Records excerpted from a collection

******

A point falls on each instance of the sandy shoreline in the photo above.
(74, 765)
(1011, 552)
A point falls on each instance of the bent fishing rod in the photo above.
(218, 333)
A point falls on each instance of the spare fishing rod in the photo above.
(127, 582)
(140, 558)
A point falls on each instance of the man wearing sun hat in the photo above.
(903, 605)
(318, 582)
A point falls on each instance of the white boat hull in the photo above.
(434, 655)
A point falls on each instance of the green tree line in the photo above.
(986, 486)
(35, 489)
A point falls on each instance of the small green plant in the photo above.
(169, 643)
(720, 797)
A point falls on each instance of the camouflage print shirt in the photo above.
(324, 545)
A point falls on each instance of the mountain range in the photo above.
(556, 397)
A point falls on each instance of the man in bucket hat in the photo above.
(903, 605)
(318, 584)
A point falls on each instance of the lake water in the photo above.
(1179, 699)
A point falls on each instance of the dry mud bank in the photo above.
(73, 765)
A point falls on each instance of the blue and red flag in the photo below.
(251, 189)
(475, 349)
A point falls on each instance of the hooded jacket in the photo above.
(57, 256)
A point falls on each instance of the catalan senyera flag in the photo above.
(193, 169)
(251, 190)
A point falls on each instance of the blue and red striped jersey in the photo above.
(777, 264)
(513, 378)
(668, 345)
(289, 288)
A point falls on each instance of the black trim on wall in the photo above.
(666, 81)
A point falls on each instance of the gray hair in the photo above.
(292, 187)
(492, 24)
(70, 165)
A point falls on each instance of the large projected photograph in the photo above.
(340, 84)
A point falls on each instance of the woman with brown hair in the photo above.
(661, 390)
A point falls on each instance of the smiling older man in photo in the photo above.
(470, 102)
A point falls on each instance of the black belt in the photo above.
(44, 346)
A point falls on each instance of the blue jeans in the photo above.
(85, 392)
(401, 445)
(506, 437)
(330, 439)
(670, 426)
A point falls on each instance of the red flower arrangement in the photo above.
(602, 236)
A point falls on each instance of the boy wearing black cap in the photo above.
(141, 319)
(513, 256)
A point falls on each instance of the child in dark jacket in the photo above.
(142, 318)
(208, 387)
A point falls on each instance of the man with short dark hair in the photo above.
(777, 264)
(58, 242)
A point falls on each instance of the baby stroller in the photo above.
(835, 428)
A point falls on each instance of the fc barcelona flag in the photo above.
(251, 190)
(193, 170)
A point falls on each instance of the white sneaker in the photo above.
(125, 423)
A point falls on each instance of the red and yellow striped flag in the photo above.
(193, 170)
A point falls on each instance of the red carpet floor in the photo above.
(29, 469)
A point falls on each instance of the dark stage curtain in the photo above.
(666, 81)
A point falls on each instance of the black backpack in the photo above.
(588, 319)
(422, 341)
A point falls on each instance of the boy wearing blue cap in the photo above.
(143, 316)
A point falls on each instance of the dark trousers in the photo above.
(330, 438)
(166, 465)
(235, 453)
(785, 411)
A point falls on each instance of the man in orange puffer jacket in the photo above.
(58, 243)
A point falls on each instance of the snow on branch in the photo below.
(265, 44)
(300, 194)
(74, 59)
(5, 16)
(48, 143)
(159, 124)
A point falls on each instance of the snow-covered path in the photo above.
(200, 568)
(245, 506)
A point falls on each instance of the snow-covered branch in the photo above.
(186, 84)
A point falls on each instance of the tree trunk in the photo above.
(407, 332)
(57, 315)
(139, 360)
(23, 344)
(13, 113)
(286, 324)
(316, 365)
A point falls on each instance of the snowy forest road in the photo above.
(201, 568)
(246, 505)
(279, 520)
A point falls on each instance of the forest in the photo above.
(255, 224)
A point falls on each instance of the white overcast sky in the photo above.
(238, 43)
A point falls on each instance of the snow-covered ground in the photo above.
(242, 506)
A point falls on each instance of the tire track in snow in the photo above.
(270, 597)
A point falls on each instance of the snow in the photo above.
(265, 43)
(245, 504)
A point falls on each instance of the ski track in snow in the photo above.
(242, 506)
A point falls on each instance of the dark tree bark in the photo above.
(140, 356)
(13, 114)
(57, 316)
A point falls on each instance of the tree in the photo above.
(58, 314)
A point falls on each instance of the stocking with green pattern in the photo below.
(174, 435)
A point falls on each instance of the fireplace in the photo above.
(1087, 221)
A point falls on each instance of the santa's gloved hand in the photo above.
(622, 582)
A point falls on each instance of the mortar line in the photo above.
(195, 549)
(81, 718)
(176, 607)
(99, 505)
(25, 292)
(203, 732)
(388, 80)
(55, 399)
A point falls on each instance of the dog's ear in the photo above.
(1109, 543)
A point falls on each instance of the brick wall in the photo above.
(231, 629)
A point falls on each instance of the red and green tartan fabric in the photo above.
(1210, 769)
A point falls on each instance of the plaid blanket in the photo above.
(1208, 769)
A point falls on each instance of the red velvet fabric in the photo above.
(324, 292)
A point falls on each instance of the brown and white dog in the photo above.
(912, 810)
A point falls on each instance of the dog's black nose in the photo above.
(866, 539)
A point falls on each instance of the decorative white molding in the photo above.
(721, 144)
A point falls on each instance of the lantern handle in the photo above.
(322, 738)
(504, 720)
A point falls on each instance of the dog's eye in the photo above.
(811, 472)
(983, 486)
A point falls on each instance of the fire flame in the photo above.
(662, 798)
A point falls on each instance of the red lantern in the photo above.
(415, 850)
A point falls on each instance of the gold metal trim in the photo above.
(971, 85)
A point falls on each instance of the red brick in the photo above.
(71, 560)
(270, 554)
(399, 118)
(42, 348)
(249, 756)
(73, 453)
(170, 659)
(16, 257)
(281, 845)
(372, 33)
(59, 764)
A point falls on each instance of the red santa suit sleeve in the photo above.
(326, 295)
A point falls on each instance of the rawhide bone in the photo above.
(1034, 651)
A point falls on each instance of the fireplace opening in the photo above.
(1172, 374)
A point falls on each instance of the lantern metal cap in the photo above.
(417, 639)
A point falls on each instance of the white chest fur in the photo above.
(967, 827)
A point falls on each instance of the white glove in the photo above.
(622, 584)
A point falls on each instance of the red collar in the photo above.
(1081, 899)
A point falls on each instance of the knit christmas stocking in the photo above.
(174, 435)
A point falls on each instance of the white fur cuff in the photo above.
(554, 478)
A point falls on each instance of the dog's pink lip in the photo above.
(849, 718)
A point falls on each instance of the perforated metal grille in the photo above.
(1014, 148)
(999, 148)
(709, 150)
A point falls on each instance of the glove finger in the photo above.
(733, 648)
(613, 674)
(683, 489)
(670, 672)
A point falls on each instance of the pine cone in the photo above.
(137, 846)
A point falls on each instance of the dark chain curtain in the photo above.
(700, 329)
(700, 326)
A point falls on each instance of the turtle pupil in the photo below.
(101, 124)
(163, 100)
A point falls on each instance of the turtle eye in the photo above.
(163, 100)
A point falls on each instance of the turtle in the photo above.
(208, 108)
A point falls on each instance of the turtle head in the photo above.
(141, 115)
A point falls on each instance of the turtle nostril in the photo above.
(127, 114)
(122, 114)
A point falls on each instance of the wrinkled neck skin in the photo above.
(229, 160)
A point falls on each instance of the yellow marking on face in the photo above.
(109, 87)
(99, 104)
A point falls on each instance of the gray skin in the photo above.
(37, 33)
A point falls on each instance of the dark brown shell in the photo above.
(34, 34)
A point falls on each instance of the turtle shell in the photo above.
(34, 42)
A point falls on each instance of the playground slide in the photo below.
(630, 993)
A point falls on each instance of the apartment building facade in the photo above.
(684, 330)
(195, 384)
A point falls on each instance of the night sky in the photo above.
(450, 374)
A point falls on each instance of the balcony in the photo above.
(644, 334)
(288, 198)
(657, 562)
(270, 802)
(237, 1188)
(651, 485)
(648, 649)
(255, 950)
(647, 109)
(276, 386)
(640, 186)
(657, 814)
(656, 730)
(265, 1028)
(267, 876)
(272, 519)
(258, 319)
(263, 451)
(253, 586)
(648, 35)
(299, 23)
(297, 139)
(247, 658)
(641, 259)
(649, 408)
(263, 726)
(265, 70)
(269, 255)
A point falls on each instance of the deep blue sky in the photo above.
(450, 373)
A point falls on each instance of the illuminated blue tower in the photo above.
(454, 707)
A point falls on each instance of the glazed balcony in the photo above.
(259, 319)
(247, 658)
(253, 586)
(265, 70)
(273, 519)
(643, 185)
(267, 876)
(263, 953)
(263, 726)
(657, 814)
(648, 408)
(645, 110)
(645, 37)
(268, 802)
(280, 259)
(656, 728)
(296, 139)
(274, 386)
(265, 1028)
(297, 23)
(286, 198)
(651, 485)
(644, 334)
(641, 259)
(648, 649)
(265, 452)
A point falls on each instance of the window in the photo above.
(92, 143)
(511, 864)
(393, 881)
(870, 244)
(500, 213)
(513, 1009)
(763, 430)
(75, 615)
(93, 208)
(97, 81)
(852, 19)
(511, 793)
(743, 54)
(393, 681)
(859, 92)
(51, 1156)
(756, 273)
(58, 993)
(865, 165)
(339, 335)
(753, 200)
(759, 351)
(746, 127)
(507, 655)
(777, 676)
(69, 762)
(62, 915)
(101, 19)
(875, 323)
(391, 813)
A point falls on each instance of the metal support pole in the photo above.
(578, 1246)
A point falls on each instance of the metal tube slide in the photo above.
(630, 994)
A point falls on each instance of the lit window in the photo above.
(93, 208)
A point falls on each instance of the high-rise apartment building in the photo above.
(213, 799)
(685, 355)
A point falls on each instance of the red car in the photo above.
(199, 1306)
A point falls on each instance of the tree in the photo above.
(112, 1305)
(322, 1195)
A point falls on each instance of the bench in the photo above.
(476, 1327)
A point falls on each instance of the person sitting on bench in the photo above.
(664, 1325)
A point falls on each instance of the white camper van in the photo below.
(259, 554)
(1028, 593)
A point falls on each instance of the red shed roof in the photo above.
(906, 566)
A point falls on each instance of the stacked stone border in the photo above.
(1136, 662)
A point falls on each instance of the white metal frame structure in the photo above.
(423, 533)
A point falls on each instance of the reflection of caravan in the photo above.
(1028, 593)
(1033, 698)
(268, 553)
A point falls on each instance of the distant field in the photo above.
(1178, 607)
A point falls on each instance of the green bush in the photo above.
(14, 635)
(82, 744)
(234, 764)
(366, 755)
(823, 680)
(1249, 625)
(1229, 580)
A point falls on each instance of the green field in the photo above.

******

• About this exercise: Extract every line from the one with "A point falls on each instance of the red car in" down to the final line above, both included, exactly as written.

• The completed task:
A point falls on each instance of the red car in the photo above.
(199, 1306)
A point falls on each instance of the tree in the photo above.
(112, 1305)
(322, 1195)
A point falls on each instance of the bench in the photo above.
(476, 1327)
A point falls on each instance of the person sitting on bench in the photo above.
(664, 1325)
A point falls on each instance of the white camper van in the photo below.
(259, 554)
(1028, 593)
A point falls on each instance of the red shed roof in the photo above.
(906, 566)
A point falls on each instance of the stacked stone border in the photo above.
(1136, 662)
A point falls on each instance of the white metal frame structure in the photo above.
(423, 533)
A point falls on each instance of the reflection of caravan in the photo above.
(1028, 593)
(1033, 698)
(268, 553)
A point falls on each instance of the distant field in the photo above.
(1178, 607)
A point falls on each instance of the green bush in the photo above.
(14, 635)
(82, 744)
(234, 764)
(366, 755)
(823, 680)
(1249, 625)
(1229, 580)
A point falls on each instance of the green field in the photo above.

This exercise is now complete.